• Aim of the exercise:
Return the lines beginning at the one that contains "[pin] grass lawn" and running to the end of the records, exactly and with nothing else. Omit pictures.

[START OF Extracted information]

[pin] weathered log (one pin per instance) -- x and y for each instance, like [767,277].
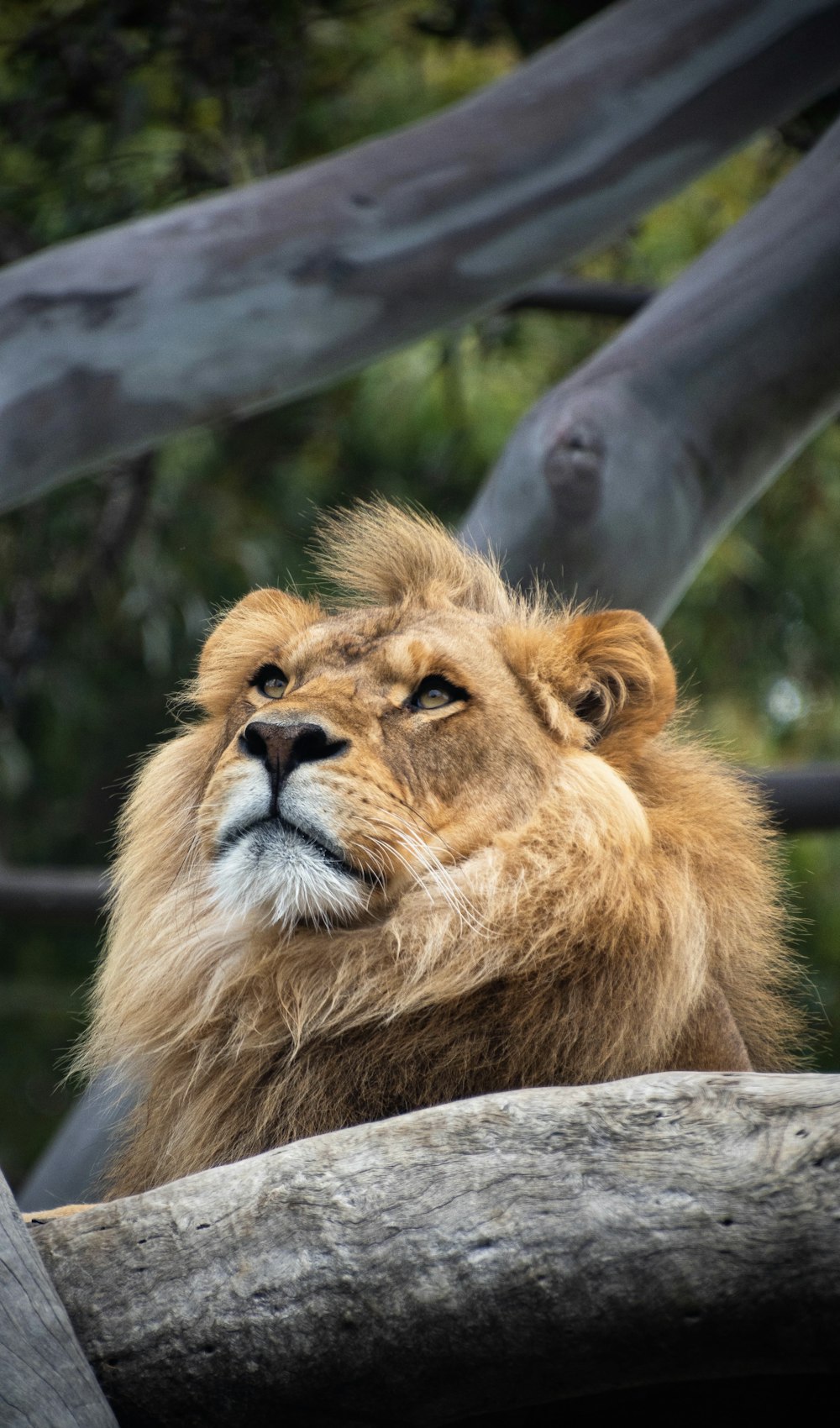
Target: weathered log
[255,296]
[45,1378]
[622,480]
[485,1256]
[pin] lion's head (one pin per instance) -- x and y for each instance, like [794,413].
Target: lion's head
[428,843]
[363,750]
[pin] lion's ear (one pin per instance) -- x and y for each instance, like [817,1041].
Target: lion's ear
[250,634]
[596,677]
[619,675]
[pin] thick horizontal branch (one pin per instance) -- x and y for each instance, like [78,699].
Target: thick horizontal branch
[491,1254]
[239,302]
[622,479]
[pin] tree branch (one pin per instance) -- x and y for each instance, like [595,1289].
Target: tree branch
[249,299]
[491,1254]
[577,295]
[799,799]
[623,479]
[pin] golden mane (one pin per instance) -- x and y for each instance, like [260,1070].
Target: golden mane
[613,907]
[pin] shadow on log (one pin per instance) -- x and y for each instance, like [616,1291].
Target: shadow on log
[476,1258]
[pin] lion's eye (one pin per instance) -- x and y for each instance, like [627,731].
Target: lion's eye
[270,681]
[433,693]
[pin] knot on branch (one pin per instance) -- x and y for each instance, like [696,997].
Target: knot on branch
[573,469]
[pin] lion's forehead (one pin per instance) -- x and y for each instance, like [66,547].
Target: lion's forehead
[389,650]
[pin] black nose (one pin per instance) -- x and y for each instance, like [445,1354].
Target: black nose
[281,747]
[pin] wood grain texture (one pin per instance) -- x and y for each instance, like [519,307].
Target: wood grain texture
[248,299]
[622,480]
[45,1378]
[480,1257]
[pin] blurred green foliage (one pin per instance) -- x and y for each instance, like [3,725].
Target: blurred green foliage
[110,109]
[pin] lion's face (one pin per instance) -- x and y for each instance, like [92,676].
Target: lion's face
[359,753]
[362,752]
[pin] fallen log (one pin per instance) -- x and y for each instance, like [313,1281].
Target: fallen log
[248,299]
[622,480]
[479,1257]
[45,1378]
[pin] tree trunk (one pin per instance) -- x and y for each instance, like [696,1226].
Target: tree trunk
[243,300]
[622,480]
[486,1256]
[45,1378]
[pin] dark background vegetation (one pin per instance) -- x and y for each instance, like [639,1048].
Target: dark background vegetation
[112,109]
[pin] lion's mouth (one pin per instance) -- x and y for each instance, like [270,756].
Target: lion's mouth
[275,822]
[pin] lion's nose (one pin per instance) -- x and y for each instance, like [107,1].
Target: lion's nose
[281,747]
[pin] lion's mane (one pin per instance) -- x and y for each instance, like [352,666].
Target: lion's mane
[629,923]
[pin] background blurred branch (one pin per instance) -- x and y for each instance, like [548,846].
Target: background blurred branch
[252,297]
[622,480]
[579,295]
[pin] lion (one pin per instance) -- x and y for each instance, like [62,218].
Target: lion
[432,840]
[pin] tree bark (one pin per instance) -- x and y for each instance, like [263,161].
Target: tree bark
[486,1256]
[622,480]
[243,300]
[45,1378]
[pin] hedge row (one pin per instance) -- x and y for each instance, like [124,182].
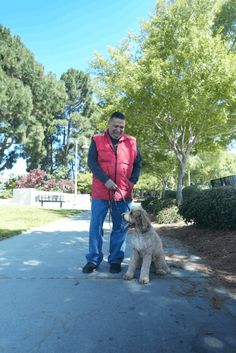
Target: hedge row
[213,208]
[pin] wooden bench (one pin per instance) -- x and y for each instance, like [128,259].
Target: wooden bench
[50,198]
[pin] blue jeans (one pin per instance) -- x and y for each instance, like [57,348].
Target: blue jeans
[99,210]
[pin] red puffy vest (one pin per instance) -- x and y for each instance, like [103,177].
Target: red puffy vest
[117,166]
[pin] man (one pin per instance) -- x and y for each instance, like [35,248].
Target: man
[115,162]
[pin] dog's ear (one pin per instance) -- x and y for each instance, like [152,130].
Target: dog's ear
[144,222]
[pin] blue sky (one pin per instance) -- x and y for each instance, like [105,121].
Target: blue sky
[65,33]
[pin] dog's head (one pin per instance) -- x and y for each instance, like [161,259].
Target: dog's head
[138,218]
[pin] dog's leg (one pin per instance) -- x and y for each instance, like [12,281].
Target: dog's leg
[161,267]
[145,269]
[134,258]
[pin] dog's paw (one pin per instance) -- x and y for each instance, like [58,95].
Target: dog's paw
[128,277]
[144,280]
[162,272]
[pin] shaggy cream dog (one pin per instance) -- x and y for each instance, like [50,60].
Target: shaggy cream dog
[146,246]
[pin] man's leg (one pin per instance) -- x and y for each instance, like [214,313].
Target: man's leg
[118,234]
[99,210]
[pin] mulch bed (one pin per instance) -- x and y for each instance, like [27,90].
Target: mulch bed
[217,248]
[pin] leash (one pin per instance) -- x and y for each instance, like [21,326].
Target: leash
[112,199]
[123,198]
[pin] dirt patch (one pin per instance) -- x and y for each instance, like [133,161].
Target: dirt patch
[216,248]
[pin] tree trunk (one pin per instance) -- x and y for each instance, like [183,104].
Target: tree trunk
[179,195]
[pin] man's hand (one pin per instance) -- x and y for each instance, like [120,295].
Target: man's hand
[111,185]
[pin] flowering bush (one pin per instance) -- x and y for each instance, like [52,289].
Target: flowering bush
[39,179]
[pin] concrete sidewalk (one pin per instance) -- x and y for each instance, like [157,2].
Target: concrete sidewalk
[49,306]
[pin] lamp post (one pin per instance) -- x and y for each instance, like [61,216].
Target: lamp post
[85,146]
[76,167]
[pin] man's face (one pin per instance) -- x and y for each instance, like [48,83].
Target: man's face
[116,127]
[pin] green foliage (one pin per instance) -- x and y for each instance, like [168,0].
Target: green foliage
[155,205]
[211,165]
[190,191]
[30,101]
[147,183]
[213,208]
[169,215]
[177,88]
[169,194]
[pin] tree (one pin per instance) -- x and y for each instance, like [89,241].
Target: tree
[29,102]
[212,165]
[178,86]
[76,125]
[225,22]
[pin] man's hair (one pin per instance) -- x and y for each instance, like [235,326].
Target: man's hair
[117,115]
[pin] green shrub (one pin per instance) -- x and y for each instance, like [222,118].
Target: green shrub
[169,194]
[154,205]
[169,215]
[6,194]
[192,190]
[213,208]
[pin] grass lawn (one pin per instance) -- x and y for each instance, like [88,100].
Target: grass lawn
[17,219]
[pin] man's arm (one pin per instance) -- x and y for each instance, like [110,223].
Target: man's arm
[93,163]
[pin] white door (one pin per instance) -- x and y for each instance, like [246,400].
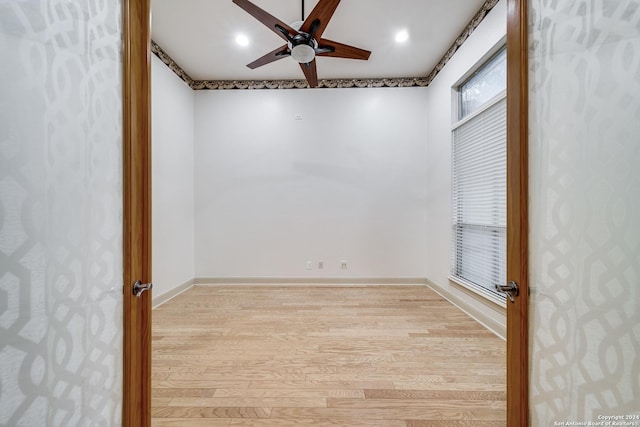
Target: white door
[61,213]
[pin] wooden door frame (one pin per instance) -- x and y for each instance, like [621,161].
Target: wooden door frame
[136,400]
[517,213]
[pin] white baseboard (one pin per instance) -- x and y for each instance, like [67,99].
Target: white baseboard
[302,281]
[161,299]
[497,328]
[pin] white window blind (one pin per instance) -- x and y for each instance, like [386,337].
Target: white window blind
[478,256]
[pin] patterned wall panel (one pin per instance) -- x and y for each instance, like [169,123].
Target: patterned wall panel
[585,210]
[60,213]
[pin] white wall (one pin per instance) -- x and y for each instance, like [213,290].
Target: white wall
[438,166]
[344,181]
[172,157]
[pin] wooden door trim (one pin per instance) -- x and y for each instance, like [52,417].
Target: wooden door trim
[136,403]
[517,213]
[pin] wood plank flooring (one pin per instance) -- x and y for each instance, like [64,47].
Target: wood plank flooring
[321,356]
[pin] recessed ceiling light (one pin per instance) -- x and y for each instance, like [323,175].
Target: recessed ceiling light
[242,40]
[402,36]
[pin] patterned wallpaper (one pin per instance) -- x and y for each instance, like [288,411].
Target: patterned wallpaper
[585,210]
[60,213]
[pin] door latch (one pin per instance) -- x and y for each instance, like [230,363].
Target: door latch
[510,289]
[139,288]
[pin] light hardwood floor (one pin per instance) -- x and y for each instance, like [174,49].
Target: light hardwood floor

[END OF Extracted information]

• Exercise answer:
[pin] grass lawn (one pin per instance) -- x and y for each instance, like [88,100].
Target: grass lawn
[17,219]
[pin] man's arm (one pin per instance) -- x and y for each instance, like [110,223].
Target: man's arm
[93,163]
[pin] white door (one pin per instance) -- x and y for each instance, like [246,400].
Target: white door
[61,213]
[pin] wooden door frame (one pin per instance) -- x and y for each instance, like [621,161].
Target: wooden door frame
[136,400]
[517,213]
[pin] white baseboard (one pin per instance) -- x and y for each instance, like [67,99].
Target: white baseboard
[302,281]
[161,299]
[497,328]
[pin] white window blind (one pin per instance) -- x and y for each instance, like [386,337].
Target: white window blind
[478,256]
[pin] patterned wall panel (one pin per instance) -- x and y for each instance, like [169,123].
Target: patterned wall panel
[585,210]
[60,213]
[pin] white wall (one pin per instance) -- x and y for each instance, like [213,290].
Target: white wall
[438,166]
[344,181]
[172,157]
[pin] wooden door trim (one pin per instance) -- x and y for each instance, like [52,417].
Target: wooden door trim
[136,403]
[517,213]
[pin] wood plank flooring (one pin per instance) -- x and y for each instance, like [64,47].
Target: wood plank flooring
[321,356]
[pin] recessed ceiling light (one pin per instance) -- x and y for each instance, like [323,175].
Target: recessed ceiling light
[242,40]
[402,36]
[pin] patterned wallpaper (one pin per instance) -- x and y for each instance, like [288,411].
Target: patterned wallpaper
[585,210]
[60,213]
[pin] door latch (one pin per instance) -- x and y for each instance, like [230,363].
Target: door latch
[510,289]
[139,288]
[pin] light hardwood floor (one pin per instance) -- x and y for each instance, like [174,49].
Target: light hardwood floor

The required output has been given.